Location identification items
···
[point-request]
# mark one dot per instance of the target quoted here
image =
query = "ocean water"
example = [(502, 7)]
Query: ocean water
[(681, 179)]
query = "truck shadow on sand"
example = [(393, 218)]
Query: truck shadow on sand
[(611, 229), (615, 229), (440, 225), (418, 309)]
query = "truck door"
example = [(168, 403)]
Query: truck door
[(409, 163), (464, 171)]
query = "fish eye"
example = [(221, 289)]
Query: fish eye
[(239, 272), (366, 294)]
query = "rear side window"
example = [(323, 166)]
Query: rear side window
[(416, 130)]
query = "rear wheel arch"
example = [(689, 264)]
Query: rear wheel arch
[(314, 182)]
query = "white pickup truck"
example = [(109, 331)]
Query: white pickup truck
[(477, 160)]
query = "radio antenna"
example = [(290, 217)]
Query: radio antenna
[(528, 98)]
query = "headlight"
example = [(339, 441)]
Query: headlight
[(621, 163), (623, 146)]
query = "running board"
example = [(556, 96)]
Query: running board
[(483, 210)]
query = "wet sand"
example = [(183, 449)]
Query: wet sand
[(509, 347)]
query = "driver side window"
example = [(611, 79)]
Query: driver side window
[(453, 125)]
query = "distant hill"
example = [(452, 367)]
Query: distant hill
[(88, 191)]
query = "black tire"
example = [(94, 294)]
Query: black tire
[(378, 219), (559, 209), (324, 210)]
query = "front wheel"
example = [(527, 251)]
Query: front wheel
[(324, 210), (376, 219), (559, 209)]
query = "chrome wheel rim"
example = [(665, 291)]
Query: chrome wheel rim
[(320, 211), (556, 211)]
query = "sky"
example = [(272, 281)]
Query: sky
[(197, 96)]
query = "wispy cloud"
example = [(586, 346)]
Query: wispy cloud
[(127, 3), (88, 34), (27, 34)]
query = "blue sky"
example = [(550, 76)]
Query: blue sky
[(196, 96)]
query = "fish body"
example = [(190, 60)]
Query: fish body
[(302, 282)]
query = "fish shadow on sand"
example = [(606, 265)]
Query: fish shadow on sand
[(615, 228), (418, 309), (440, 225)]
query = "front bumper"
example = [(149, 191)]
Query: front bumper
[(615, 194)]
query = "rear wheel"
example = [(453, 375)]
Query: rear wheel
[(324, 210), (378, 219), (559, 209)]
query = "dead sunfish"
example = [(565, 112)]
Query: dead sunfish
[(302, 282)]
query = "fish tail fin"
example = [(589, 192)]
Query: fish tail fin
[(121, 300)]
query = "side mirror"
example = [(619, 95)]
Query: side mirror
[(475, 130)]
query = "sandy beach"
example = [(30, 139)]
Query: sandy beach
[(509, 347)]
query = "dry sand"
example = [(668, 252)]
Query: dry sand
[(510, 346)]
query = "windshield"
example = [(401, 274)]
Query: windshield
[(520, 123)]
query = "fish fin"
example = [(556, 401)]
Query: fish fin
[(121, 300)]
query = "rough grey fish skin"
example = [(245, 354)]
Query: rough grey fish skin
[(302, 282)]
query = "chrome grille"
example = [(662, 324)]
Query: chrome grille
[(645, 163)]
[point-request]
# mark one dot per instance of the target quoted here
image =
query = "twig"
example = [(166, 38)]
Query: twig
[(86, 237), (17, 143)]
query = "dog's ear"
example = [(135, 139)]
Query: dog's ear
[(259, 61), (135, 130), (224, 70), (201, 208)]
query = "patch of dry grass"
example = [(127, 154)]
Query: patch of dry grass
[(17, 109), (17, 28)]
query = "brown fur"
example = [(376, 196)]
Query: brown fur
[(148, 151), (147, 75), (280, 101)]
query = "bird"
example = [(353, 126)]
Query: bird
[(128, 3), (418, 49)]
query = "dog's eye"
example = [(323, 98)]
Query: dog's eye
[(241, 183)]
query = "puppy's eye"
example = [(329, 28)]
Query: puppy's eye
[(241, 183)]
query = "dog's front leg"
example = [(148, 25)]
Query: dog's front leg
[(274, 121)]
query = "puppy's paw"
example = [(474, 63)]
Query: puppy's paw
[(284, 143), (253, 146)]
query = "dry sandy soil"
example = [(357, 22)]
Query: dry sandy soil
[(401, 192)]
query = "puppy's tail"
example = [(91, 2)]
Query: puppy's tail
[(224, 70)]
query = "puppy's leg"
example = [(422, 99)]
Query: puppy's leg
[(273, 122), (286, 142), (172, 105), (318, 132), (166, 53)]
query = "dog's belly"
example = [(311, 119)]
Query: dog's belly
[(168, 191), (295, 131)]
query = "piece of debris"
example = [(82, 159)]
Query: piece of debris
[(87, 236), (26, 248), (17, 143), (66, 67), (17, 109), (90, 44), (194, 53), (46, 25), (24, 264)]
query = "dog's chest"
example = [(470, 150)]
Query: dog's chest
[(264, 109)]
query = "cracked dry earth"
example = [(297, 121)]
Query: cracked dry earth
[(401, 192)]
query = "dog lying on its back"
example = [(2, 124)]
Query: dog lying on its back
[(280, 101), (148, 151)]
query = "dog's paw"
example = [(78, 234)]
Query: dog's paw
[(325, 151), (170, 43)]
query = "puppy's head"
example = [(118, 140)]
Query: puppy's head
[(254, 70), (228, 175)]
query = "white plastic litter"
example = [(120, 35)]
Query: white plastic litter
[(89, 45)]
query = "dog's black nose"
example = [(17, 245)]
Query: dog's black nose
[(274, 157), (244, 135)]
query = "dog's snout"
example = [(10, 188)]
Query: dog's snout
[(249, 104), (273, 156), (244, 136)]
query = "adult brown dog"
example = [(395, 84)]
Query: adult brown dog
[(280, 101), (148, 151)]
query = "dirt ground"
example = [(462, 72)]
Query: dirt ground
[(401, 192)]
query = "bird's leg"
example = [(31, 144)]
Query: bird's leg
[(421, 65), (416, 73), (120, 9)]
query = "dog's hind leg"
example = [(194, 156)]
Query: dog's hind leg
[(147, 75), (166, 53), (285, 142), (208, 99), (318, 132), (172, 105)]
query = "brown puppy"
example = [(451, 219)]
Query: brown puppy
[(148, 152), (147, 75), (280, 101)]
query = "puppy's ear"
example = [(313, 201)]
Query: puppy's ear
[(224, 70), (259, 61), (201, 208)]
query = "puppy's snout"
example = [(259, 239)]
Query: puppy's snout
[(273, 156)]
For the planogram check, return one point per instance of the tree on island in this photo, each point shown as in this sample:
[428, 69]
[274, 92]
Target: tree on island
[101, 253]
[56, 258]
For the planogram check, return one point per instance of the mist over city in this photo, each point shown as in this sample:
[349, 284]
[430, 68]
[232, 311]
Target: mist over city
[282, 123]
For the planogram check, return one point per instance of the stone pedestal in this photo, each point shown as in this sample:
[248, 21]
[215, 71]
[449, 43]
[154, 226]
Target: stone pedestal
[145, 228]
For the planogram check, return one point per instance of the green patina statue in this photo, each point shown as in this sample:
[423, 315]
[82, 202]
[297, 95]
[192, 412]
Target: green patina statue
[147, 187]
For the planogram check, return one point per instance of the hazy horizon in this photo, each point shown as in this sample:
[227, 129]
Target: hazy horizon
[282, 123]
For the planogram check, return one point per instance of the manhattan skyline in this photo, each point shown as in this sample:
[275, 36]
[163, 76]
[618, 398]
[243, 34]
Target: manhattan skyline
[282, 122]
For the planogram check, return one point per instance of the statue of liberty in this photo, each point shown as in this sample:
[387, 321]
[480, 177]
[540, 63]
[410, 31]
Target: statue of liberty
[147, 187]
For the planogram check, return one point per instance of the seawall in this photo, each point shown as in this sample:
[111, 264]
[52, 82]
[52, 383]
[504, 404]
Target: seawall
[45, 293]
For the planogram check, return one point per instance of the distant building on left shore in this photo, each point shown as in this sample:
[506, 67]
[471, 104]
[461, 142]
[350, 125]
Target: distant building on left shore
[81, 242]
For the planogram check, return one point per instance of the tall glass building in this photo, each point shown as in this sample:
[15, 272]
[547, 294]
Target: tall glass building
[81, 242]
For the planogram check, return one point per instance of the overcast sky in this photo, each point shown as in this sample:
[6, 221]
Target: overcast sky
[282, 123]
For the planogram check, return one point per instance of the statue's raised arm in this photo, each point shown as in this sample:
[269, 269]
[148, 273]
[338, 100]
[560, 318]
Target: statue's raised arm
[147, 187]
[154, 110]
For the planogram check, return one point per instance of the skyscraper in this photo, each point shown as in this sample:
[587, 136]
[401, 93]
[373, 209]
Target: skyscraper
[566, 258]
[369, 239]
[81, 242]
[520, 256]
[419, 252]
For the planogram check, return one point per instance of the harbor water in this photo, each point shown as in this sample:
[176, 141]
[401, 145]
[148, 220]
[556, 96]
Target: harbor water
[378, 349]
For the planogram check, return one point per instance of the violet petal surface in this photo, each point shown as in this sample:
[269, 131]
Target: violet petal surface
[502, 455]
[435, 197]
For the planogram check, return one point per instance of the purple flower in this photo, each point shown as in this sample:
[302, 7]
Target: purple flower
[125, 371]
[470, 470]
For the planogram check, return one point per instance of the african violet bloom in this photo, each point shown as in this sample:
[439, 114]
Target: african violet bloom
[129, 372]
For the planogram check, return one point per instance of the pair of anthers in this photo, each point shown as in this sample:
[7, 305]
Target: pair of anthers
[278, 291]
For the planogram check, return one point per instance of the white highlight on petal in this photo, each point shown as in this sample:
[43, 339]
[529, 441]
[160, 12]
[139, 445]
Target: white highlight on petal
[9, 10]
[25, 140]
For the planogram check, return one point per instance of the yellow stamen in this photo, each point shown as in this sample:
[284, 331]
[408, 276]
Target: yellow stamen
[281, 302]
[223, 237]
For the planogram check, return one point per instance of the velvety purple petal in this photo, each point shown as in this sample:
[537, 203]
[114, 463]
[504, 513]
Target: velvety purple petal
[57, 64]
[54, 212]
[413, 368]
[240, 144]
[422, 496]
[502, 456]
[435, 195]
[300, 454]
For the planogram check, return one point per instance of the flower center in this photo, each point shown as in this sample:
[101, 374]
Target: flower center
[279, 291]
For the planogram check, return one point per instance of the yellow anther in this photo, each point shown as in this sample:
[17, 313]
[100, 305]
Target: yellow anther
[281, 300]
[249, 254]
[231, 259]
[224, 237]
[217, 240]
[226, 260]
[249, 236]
···
Return exactly, and only, the line containing "of the skyscraper" and every line after it through the end of the material.

For the planogram check, return one point per instance of the skyscraper in this photo, each point shown as in this sample:
[587, 136]
[401, 93]
[373, 209]
Target: skyscraper
[566, 258]
[369, 239]
[81, 242]
[520, 256]
[419, 252]
For the planogram check, return one point per instance of the harbor water in this photo, each point shown as in this sample:
[176, 141]
[401, 145]
[148, 220]
[556, 96]
Target: harbor water
[378, 349]
For the planogram check, return one point per instance of the violet petal surface in this photo, each point shown as in this sample:
[269, 131]
Target: violet petal surface
[502, 455]
[435, 197]
For the planogram check, return one point per instance of the purple flower in this photo, each point shown as in this sample:
[302, 7]
Target: purple flower
[125, 371]
[470, 470]
For the planogram check, return one point per instance of the african violet bloom in this photo, each point shown as in this sample:
[439, 114]
Target: african violet bloom
[129, 372]
For the planogram check, return one point per instance of the pair of anthers in this photo, each point shown as in this sample:
[7, 305]
Target: pair of anthers
[278, 291]
For the planogram check, return one point per instance of the white highlight on petal in this photo, each point shown as in this sample:
[43, 339]
[529, 441]
[160, 12]
[139, 445]
Target: white highlight on petal
[9, 10]
[25, 140]
For the planogram check, return one point per instance of the yellow stamen in this photo, each point shown as in this sample:
[284, 331]
[408, 276]
Target: yellow stamen
[281, 302]
[223, 237]
For the planogram check, return one point per instance of the velvety purple petal in this photo, each point shown as in this sample:
[537, 203]
[114, 463]
[504, 513]
Target: velvety purple petal
[57, 64]
[54, 212]
[413, 368]
[240, 144]
[422, 496]
[502, 456]
[435, 195]
[300, 454]
For the planogram check, return one point per instance of the flower center in this photo, each point shown as in this sample:
[101, 374]
Target: flower center
[279, 291]
For the planogram check, return one point per instance of the yellow anther in this photo, each point shown as in this sample:
[17, 313]
[100, 305]
Target: yellow anther
[281, 300]
[249, 254]
[231, 259]
[224, 237]
[217, 240]
[226, 260]
[249, 236]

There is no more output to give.